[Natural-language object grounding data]
########################################

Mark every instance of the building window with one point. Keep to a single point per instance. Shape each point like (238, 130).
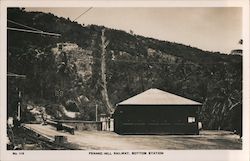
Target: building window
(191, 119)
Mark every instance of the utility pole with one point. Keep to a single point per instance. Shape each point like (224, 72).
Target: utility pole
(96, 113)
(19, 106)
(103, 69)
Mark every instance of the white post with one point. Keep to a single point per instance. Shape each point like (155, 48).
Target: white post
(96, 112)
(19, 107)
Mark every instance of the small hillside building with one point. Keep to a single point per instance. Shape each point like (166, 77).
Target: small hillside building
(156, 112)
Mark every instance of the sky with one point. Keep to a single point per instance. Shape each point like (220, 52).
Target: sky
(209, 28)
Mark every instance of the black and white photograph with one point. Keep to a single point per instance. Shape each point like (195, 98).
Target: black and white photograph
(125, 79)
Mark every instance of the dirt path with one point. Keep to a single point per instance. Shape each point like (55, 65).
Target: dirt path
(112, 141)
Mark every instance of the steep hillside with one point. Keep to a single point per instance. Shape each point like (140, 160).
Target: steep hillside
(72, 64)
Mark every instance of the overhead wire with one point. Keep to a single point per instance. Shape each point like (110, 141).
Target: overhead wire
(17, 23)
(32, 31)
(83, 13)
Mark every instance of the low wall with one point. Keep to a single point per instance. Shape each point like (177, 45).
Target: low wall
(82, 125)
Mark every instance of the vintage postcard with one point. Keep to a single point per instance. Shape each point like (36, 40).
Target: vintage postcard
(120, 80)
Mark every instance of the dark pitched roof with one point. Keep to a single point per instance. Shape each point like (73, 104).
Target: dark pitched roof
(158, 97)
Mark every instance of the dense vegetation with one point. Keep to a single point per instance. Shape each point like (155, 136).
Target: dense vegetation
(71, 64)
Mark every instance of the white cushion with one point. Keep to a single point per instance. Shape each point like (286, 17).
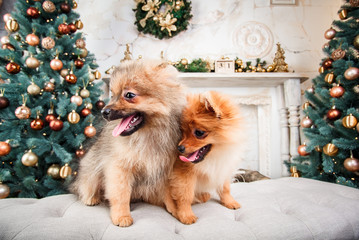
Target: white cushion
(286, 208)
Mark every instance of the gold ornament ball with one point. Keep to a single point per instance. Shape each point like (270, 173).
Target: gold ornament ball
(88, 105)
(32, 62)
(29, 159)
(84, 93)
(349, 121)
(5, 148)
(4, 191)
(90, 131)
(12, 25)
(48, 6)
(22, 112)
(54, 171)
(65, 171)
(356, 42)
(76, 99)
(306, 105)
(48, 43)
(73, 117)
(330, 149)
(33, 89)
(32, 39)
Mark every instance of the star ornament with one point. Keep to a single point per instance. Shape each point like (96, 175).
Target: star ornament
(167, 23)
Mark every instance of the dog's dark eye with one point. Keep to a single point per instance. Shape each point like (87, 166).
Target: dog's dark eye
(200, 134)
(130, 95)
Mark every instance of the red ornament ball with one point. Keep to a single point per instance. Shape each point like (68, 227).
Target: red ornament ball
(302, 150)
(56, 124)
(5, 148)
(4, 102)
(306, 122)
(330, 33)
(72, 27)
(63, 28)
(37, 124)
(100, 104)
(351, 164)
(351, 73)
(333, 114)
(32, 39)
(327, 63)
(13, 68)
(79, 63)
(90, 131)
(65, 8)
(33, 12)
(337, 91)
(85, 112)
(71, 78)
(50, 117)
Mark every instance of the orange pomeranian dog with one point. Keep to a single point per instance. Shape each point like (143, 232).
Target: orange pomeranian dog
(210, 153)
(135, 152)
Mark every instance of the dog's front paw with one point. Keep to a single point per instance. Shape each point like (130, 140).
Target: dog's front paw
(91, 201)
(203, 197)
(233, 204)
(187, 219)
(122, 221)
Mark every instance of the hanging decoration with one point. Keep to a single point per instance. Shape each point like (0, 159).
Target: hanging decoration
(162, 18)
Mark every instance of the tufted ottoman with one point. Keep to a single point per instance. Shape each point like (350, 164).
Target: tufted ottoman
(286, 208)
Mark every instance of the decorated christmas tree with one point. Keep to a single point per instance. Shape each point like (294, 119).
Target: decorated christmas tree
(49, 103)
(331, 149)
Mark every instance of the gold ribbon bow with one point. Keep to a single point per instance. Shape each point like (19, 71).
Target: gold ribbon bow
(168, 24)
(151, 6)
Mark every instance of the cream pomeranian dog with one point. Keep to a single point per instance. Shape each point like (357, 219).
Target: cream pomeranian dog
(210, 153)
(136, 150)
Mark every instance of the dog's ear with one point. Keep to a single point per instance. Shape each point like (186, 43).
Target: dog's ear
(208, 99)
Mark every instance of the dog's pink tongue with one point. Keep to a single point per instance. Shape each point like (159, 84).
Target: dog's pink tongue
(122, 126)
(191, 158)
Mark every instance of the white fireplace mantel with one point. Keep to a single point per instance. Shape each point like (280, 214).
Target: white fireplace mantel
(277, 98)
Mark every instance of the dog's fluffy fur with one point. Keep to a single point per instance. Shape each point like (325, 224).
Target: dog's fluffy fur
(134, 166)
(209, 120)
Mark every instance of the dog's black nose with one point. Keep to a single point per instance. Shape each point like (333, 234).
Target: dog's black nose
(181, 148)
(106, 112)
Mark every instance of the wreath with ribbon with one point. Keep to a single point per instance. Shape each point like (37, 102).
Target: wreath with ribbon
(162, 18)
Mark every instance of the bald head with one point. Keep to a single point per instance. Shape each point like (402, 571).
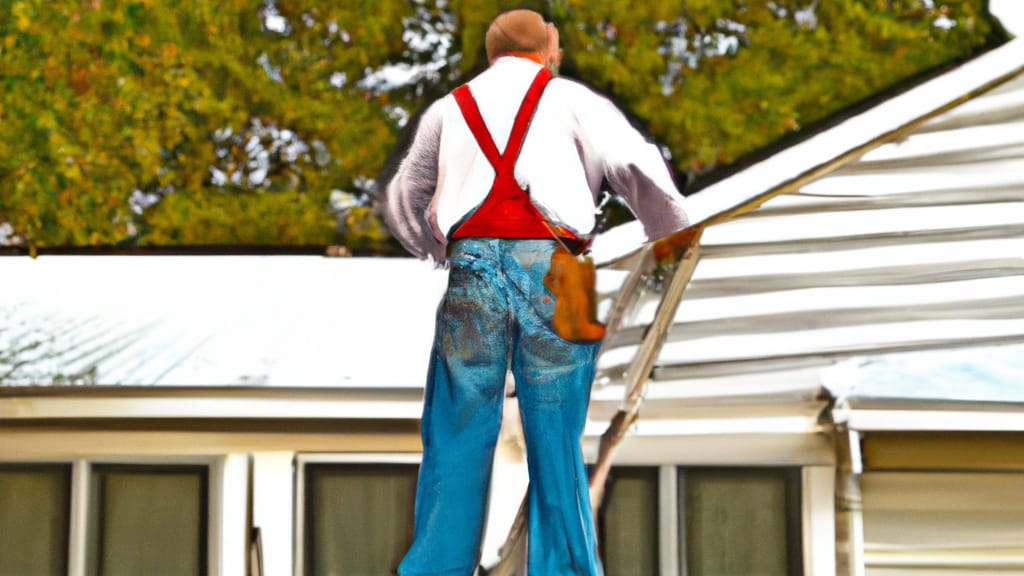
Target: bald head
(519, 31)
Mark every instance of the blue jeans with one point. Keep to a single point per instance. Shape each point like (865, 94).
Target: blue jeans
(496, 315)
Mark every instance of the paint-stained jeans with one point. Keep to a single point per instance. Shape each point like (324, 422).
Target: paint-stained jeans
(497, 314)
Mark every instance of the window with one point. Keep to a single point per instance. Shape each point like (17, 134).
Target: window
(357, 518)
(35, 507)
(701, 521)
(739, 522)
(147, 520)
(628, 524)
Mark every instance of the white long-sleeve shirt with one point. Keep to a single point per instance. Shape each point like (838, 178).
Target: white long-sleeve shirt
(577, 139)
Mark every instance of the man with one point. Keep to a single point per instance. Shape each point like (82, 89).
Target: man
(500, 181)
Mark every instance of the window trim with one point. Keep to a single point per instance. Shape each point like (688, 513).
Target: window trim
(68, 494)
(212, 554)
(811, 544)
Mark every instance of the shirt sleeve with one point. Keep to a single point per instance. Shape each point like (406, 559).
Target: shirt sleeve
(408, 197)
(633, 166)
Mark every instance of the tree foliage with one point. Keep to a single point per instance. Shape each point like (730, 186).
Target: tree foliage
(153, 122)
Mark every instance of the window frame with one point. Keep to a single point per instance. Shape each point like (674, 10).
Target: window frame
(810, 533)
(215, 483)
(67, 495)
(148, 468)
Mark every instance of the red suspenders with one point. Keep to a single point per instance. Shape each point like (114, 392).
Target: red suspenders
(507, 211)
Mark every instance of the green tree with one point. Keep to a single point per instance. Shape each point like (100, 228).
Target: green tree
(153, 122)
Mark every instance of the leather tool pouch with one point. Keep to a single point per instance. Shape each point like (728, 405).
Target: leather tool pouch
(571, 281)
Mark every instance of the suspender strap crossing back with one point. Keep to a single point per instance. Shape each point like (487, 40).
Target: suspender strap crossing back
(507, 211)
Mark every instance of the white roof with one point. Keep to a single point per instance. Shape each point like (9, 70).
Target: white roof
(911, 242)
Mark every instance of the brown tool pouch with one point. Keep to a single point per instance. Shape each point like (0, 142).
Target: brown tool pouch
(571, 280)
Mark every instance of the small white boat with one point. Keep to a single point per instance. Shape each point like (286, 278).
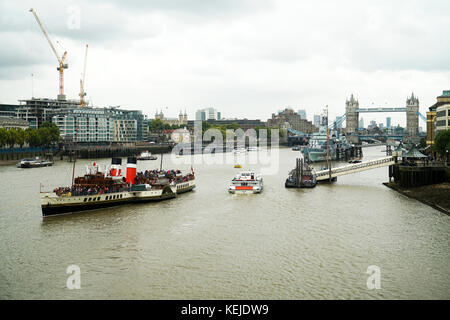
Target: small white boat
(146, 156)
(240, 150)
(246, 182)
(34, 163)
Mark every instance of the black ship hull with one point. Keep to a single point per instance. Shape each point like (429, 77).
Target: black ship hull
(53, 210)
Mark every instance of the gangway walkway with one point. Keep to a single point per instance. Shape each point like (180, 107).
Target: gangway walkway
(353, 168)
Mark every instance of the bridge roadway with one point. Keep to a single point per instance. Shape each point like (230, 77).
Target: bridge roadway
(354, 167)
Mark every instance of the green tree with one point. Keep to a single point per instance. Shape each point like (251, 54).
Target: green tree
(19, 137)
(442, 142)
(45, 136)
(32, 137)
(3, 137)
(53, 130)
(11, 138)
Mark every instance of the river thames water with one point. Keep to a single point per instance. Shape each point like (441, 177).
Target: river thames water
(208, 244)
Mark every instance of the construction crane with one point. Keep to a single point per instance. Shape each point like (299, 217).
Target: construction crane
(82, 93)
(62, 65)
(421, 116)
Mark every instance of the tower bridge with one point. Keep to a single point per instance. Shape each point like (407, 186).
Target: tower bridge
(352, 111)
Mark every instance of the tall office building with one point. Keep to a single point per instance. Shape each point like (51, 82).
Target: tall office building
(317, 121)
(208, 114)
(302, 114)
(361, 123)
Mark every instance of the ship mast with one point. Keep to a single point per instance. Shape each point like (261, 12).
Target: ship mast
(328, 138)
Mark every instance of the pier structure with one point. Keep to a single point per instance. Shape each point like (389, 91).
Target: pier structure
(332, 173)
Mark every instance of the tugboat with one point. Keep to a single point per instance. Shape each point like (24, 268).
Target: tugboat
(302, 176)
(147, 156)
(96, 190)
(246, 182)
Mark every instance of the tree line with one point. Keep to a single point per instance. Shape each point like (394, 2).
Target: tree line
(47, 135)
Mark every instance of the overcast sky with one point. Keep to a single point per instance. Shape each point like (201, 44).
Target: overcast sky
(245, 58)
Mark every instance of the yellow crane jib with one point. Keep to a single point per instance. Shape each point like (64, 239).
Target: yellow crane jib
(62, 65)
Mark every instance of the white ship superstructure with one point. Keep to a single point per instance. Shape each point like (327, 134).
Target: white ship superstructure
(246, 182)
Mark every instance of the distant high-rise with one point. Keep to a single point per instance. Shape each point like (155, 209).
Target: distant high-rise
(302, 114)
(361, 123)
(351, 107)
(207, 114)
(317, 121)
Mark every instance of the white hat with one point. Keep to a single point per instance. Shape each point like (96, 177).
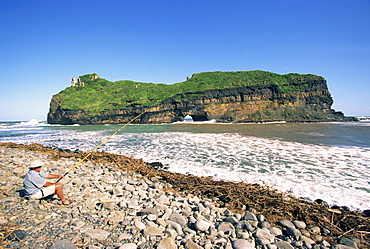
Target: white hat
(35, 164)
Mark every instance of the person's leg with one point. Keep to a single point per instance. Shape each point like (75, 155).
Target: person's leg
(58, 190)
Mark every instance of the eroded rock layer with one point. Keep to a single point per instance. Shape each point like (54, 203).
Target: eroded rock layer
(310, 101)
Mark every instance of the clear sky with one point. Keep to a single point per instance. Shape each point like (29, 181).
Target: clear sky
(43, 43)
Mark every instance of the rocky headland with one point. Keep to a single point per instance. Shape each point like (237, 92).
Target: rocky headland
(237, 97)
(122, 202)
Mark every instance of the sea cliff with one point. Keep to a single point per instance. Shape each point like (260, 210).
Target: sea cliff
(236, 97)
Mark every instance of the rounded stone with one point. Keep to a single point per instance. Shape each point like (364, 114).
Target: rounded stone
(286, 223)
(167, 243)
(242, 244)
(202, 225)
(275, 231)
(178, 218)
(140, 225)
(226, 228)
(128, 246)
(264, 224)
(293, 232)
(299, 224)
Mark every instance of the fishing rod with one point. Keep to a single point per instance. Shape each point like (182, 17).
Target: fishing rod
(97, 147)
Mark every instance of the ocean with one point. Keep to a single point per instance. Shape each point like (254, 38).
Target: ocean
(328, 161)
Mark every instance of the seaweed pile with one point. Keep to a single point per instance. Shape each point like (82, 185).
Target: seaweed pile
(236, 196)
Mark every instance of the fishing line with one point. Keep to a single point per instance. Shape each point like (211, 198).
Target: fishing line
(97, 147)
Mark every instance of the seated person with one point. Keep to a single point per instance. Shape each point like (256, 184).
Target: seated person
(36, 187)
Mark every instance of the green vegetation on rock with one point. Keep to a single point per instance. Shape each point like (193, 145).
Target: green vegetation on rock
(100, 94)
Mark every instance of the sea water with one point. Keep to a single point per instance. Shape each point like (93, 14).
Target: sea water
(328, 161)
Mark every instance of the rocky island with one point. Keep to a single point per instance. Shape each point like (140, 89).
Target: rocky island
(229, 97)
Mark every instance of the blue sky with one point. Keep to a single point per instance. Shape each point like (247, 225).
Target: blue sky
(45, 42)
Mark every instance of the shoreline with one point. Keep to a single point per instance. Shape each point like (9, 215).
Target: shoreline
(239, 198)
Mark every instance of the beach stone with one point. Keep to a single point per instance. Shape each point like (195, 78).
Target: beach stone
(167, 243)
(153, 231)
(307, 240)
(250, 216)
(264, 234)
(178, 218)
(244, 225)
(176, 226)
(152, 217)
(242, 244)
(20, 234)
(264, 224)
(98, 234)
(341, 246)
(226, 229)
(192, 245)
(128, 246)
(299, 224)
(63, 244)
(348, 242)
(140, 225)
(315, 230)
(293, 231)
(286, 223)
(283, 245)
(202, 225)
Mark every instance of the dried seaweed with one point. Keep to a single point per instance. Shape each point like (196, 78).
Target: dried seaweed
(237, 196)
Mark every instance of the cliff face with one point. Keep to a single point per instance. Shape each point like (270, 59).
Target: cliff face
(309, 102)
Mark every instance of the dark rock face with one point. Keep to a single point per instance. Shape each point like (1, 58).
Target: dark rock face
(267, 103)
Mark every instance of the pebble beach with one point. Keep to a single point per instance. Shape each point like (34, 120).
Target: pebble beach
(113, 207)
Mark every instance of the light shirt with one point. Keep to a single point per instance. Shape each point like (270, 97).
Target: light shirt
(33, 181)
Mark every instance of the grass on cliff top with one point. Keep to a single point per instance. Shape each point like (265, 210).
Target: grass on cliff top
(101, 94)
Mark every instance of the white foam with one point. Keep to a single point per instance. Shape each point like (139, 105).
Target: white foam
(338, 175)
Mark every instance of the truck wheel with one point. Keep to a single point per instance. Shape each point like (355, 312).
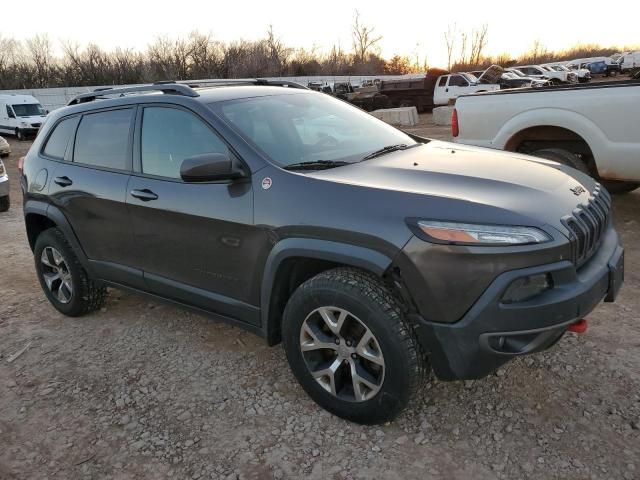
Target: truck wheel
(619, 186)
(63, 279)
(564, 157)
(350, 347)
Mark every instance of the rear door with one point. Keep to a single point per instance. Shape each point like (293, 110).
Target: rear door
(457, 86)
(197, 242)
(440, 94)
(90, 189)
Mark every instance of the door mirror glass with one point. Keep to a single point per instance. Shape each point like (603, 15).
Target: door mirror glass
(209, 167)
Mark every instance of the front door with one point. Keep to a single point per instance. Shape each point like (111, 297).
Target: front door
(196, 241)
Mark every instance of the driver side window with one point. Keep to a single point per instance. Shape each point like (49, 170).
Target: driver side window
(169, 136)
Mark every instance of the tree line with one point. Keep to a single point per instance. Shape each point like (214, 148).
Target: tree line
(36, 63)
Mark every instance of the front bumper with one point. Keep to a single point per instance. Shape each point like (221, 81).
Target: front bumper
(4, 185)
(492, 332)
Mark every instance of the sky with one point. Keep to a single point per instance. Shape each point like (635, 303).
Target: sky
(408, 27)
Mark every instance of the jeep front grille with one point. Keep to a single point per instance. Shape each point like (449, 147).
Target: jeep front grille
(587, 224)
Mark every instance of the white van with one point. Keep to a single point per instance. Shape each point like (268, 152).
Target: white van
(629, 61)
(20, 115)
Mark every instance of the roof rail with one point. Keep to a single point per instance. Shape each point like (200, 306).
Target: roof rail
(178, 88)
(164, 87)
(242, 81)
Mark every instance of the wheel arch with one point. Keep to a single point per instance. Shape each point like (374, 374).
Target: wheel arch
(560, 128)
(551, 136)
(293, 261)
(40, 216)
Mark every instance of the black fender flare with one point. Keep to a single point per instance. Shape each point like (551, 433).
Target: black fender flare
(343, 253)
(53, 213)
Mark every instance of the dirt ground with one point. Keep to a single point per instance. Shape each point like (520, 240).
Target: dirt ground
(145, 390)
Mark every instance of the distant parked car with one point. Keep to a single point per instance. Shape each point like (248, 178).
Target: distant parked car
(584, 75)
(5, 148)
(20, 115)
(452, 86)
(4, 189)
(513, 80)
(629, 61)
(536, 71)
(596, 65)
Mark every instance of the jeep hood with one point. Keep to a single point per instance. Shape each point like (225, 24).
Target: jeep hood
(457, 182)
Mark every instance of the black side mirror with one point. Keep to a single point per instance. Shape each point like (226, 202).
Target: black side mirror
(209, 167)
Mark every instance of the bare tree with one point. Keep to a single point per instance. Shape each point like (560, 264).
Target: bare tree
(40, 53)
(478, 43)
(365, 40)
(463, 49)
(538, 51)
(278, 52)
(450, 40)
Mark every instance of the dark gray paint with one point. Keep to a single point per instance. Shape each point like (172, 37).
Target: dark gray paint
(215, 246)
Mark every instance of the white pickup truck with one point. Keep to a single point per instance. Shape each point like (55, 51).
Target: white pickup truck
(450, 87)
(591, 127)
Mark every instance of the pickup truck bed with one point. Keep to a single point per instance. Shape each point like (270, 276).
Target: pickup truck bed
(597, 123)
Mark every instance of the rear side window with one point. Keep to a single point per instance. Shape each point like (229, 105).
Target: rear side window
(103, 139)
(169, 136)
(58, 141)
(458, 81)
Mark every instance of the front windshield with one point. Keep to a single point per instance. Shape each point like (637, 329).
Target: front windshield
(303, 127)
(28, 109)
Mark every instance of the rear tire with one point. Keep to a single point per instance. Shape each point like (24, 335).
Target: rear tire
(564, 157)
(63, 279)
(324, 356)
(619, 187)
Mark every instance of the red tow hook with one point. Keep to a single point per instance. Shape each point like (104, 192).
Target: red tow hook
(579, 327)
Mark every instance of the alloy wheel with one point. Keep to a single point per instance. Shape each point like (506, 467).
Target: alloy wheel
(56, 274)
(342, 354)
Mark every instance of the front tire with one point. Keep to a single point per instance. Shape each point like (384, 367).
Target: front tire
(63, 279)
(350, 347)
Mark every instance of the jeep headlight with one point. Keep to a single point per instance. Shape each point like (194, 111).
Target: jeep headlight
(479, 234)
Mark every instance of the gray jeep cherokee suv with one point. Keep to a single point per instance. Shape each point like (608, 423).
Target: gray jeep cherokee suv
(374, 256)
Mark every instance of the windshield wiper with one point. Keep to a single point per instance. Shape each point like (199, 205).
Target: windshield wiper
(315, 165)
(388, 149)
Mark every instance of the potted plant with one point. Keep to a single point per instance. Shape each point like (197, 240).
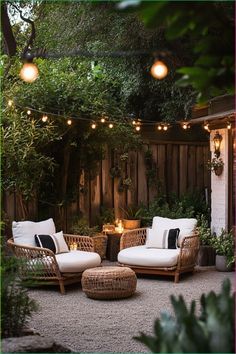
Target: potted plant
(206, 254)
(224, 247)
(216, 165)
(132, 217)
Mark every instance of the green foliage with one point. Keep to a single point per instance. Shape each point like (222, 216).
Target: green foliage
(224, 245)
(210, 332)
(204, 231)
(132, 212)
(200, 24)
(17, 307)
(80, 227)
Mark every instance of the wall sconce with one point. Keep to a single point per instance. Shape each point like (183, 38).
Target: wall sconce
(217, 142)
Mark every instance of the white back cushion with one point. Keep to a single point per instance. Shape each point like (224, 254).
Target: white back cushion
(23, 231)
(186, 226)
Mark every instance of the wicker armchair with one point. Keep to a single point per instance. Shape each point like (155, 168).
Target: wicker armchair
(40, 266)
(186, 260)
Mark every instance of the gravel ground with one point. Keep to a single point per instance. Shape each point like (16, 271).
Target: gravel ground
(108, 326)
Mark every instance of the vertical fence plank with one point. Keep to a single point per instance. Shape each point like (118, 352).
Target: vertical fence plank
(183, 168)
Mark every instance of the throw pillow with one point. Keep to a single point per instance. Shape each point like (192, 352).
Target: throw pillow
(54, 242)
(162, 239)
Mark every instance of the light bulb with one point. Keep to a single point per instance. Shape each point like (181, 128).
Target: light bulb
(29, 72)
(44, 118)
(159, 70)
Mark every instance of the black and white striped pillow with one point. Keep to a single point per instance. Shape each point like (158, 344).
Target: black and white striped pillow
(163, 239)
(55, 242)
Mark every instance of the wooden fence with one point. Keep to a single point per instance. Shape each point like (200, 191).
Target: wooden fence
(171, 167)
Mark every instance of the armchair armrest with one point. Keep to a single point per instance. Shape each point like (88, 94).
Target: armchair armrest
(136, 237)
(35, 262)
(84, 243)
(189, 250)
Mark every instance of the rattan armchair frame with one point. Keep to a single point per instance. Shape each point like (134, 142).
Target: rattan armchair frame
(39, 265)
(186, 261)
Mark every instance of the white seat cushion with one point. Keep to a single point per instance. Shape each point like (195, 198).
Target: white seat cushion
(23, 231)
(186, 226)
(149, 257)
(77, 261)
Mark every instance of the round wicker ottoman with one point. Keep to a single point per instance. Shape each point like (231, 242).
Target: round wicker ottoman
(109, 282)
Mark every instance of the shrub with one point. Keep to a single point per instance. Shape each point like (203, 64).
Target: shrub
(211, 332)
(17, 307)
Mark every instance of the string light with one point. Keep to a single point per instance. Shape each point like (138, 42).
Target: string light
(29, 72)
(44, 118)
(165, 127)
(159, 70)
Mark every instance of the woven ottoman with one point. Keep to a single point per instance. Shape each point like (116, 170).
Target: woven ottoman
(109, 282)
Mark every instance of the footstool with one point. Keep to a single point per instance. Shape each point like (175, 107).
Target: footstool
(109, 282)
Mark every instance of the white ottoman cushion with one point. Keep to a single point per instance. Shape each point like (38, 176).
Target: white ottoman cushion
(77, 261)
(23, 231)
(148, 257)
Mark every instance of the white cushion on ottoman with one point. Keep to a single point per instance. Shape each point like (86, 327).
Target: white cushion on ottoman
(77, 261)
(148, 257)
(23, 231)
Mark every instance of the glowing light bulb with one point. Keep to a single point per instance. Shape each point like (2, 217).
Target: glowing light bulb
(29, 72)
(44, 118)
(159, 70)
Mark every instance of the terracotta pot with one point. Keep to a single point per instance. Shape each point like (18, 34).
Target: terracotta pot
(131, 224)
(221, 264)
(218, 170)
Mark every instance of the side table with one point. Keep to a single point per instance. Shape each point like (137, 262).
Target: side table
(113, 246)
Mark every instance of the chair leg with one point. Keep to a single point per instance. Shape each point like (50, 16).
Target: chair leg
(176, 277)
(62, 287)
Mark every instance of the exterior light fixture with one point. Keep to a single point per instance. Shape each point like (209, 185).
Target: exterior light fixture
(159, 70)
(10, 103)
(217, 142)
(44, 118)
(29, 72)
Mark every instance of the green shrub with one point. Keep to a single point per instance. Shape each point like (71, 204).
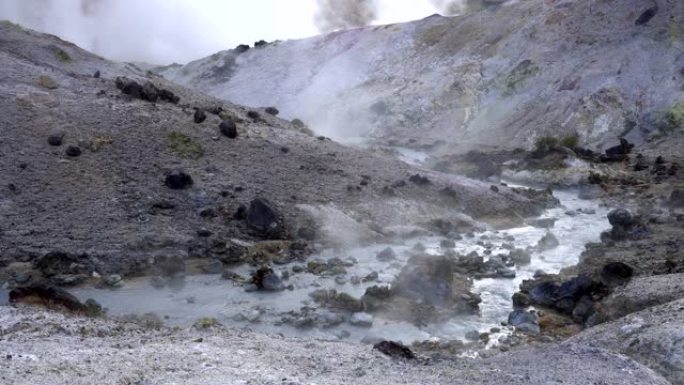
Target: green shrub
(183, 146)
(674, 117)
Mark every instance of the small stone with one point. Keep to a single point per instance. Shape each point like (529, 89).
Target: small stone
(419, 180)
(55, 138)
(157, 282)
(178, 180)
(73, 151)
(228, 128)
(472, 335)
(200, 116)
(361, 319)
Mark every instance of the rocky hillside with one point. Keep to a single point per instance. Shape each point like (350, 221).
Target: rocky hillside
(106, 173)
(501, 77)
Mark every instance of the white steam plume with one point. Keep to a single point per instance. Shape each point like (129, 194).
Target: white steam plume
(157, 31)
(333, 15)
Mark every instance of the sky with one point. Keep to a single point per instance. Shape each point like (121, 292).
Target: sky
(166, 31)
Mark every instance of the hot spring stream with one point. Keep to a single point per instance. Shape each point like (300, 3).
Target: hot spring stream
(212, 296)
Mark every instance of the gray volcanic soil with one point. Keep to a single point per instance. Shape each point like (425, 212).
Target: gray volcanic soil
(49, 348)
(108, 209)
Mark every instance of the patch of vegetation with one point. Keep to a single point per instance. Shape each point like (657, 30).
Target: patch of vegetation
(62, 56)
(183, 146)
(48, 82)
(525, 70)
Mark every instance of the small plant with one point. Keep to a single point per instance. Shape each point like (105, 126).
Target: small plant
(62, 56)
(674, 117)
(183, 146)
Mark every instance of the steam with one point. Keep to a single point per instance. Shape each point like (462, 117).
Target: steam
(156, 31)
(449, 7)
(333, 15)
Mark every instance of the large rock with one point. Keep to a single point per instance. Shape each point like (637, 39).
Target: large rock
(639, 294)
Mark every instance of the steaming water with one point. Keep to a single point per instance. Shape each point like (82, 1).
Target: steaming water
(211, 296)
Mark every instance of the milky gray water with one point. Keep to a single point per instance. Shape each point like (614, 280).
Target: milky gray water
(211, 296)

########################################

> Assignment
Although the records hold pictures, the copy must not; give again exactly the lines from the one with "Mark every instance of the windshield" through the one with "Mark every instance of the throw".

> Written solution
Mark every instance of the windshield wiper with one point. Keep to a single point per instance. Shape each point like (199, 205).
Target: windshield wiper
(315, 165)
(388, 149)
Mark every instance of the potted plant with one point. Keep to a single point per instance. Shape each point like (197, 240).
Target: potted plant
(206, 254)
(224, 247)
(216, 165)
(132, 217)
Mark every instance of the green foliage with one point. Keep to a single point per instance. Shape each point like (222, 216).
Target: green foliage
(224, 245)
(210, 332)
(204, 231)
(132, 212)
(200, 24)
(17, 307)
(80, 227)
Mark every instance of the wall sconce with one point. Keep to a single point per instance. Shape each point like (183, 38).
Target: wall sconce
(217, 142)
Mark every instance of the white back cushion with one point. Keep to a single point per instance. Shape each point like (224, 254).
Target: white back cushion
(23, 231)
(186, 226)
Mark every instance of the wicker armchair with one point. Keep to a single point per instance. Shape each point like (155, 168).
Target: wicker armchair
(40, 266)
(186, 260)
Mark every instance of the gravel ground with one point. Keep to a single point per instance. Shape each point like (16, 271).
Target: gravel ground
(108, 326)
Mark every instance of the vertical fence plank with one point. Keep to a single point per instance. Shape each point like (118, 352).
Target: vertical fence plank
(183, 168)
Mark every instance of the throw pillow with one point. Keep to a single point per instance. Shape each point like (192, 352).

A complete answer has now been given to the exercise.